--- START OF Excerpted text ---

It’s often easy to forget, among the pizzazz and jazz hands of musicals, that London regularly hosts incredible theatre without, pardon the pun, making a song and dance about it. Taking inspiration from weather, men’s walking groups, love, hate, and revenge, this season’s productions show London’s theatreland at its finest.

Pressure, London theatre

Pressure at Park Theatre

Rarely are weather forecasts as important as the one recounted in Pressure, which tells the remarkable true story of the forecast made before the D-Day Landings in June 1944. The Allied Forces are poised to launch and 350,000 lives are at risk. Group Captain James Stagg, a Scottish meteorologist, must predict the weather forecast that decides it all. Written by and starring Olivier-winner David Haig, and directed by John Dove, this edge-of-your-seat drama is already a critical smash hit from its run at the Chichester Festival Theatre and Royal Lyceum Theatre, Edinburgh.

From 28 March

The Globe, interior

Hamlet at The Globe

The Globe’s summer season kicks off this year with Shakespeare’s most riveting of revenge plays. You know the one: after his father’s death, Prince Hamlet returns home to find his uncle married to his mother and installed on the Danish throne. At night, the ghost of the old king demands that Hamlet avenge his ‘foul and most unnatural murder’. Written around 1599, the year the original Globe Theatre was built, this is a chance to see the play performed in surroundings as close as possible to the original.

From 25 April

Absolute Hell, London theatre

Absolute Hell at the National Theatre

Plunge into dingy, dark and decadent post-war Soho in this play at the National. Set in a bomb-blasted London still hungover from the Second World War, Absolute Hell introduces a sleazy world of drinking, lying, fighting and seduction. When it was first performed in 1952, Rodney Ackland’s play was condemned as ‘a libel on the British people’, due to its blatant political swipes, open homosexuality and gleeful inhibition. Today, we’re a bit more ready for it.

--- END OF Excerpted text ---
--- START OF Record list ---

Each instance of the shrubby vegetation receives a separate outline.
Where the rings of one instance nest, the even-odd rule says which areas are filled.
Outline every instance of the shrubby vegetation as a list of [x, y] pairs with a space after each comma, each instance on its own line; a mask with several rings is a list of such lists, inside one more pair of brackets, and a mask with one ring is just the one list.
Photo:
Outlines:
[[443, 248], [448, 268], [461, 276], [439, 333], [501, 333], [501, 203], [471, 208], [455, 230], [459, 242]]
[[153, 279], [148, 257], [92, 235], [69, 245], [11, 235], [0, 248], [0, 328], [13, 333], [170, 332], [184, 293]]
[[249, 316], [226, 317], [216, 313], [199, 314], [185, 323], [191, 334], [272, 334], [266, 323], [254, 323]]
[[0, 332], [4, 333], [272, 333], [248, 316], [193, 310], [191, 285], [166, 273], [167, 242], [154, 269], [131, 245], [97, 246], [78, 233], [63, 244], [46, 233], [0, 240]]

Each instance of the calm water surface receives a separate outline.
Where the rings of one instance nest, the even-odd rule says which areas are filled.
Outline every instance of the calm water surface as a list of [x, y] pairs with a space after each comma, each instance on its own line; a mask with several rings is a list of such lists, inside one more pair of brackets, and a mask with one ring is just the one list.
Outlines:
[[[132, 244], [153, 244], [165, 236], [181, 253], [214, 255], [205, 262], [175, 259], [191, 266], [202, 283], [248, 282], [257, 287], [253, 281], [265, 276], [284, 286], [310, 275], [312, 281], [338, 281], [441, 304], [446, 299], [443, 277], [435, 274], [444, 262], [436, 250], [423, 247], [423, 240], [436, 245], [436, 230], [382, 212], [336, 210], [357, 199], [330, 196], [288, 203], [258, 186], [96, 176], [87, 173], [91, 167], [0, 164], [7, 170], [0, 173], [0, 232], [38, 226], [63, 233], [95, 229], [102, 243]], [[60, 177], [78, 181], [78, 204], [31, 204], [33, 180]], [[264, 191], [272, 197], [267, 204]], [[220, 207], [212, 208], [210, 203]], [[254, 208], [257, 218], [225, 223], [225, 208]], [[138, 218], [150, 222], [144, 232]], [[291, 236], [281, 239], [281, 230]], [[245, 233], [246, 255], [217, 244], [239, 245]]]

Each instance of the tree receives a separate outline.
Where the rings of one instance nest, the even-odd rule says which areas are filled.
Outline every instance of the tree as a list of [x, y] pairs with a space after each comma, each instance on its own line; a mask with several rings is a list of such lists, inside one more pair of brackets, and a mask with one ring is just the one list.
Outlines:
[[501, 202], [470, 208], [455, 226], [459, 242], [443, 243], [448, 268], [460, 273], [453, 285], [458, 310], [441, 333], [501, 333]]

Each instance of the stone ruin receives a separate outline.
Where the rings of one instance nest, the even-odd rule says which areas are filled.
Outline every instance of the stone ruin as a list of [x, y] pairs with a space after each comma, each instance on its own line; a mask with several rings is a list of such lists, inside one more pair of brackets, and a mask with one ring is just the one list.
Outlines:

--- END OF Record list ---

Pick up the guide to this season's London theatre productions where it stops, and continue writing it from after its last sentence.

**Output below**
From 18 April

The Country Wife, London theatre

The Country Wife at Southwark Playhouse

William Wycherley’s original 1675 Restoration comedy, The Country Wife, was considered too outrageous to be performed at all between 1753 and 1924. This year, it’s been thrust back into the spotlight by award-winning theatre company Morphic Graffiti. Founders Luke Fredericks and Stewart Charlesworth have uprooted the play and dropped it into the glamour and excesses of 1920s London. Funny, scandalous and with just the right amount of debauchery, it should make for a raucous evening.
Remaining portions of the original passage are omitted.